(WHAT THIS TASK INVOLVES):
Do these three statements agree with the abstract on V-doped aluminium nitride nanotubes? Answer each with yes or no, and quote the words from the abstract that decide it.
1. The two breast cancer biomarkers studied are 2-propanol and 3,3-dimethylpentane.
2. The Al₉N₁₀-V nanotube raises adsorption energy by a larger percentage for 2-propanol than for 3,3-dimethylpentane.
3. The calculations were carried out in Gaussian 16.

(SOURCE DOCUMENT):
=== Section Start ===

Plausibility of V-doped aluminium nitride nanotubes for breast cancer detection: A DFT investigation

Abstract

Breast cancer, a fatal disease among women, needs early detection to mitigate its devastating impact. Aiming to this challenge, this research explores the adsorption behavior of two volatile organic compounds (VOCs), 2-propanol and 3,3-dimethylpentane, known as biomarkers of breast cancer, on pure and transition metal (Vanadium (V)) doped Al₁₀N₁₀ (Aluminum nitrate) nanotubes utilizing the quantum mechanical approach density functional theory (DFT) along with 631-G basis set and the B3LYP-D3 hybrid functional for the non-covalent interactions between the absorbed and absorbent species in the Gaussian 09 software package. The obtain results indicate that Al replaced V-doped nanotube, which is Al₉N₁₀-V nanotube, exhibits notably higher adsorption energy for both biomarkers by 8 % for 2-propanol and 11.5 % for 3, 3-dimethylpentane compared to the pristine Al₁₀N₁₀, as well as a better sensitivity than other doped Al_1oN₉-V nanotubes. Additionally, a lower adsorbing distance for both biomarkers (1.908 Å and 2.069 Å, respectively) compared to the pristine and other doped systems suggests more efficient adsorption with Al₉N₁₀-V. The analyses of other structural and electrical properties also support this assertion and indicate that Al₉N₁₀-V demonstrates higher stability than Al₁₀N₁₀ and Al_1oN₉-V nanotubes. This reveals that Al₉N₁₀-V could be a reliable candidate for biosensor material for the early diagnosis of breast cancer.

=== Section End ===

(RECORDED INFORMATION):
=== Section Start ===

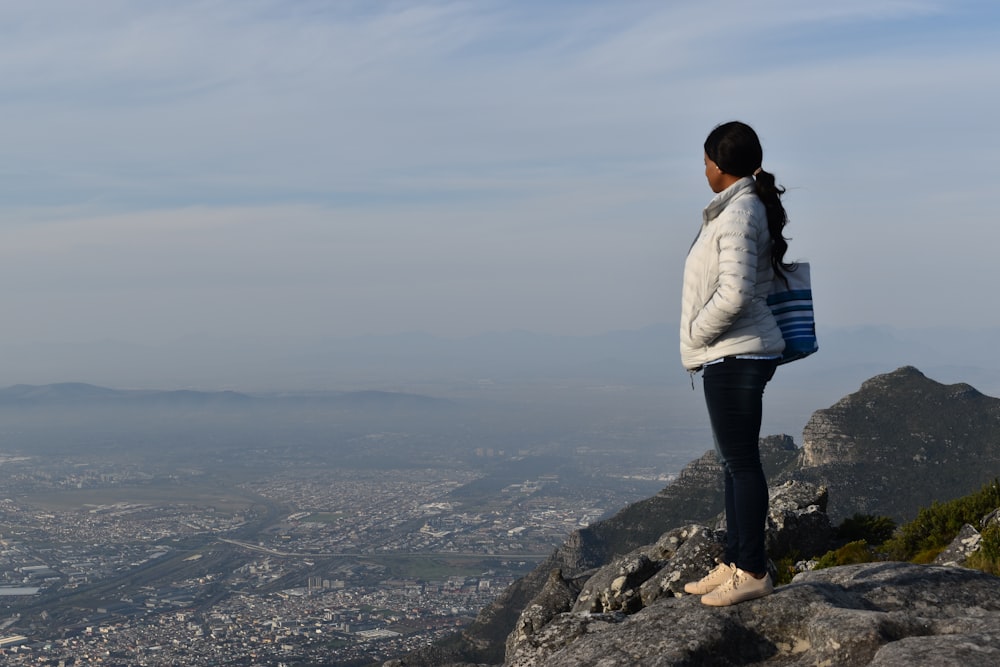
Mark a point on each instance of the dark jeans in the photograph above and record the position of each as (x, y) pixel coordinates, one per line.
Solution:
(734, 391)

=== Section End ===

(SOLUTION):
1. Yes: "two volatile organic compounds (VOCs), 2-propanol and 3,3-dimethylpentane, known as biomarkers of breast cancer"
2. No: "by 8 % for 2-propanol and 11.5 % for 3, 3-dimethylpentane"
3. No: "in the Gaussian 09 software package"